__What is needed__
Starting at the line that holds "Query: dark storm cloud", copy every line exactly through the end of the data, and no others.

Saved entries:
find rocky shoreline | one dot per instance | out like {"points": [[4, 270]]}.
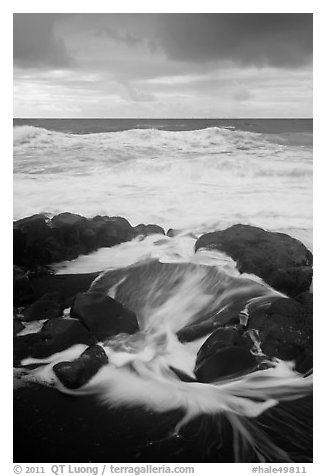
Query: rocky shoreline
{"points": [[284, 327]]}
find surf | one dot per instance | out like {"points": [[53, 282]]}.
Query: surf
{"points": [[154, 370]]}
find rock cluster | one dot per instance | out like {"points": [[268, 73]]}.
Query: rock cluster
{"points": [[283, 328], [40, 241]]}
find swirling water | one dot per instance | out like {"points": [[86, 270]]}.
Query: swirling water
{"points": [[196, 177]]}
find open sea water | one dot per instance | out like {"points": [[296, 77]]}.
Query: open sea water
{"points": [[195, 176]]}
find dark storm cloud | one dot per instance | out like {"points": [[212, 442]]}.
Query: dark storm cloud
{"points": [[35, 43], [248, 39]]}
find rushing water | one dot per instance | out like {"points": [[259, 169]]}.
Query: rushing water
{"points": [[196, 177], [198, 180]]}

__Answer below__
Query: dark storm cloud
{"points": [[35, 43], [248, 39]]}
find rushing water | one dot per instance | out like {"points": [[259, 169]]}.
Query: rushing water
{"points": [[196, 177], [198, 180]]}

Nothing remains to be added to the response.